### PROBLEM TO SOLVE
This exercise calls for every line of the data below with the string "rock" in it.

### RECORDS SHOWN
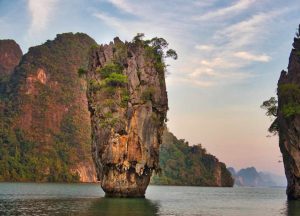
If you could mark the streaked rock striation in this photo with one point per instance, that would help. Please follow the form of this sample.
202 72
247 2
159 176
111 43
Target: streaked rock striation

### PROBLEM SOLUTION
If you could mark the streaked rock striation in this photo with one point per instance, that would help. Please follow the form of this sample.
Target: streaked rock striation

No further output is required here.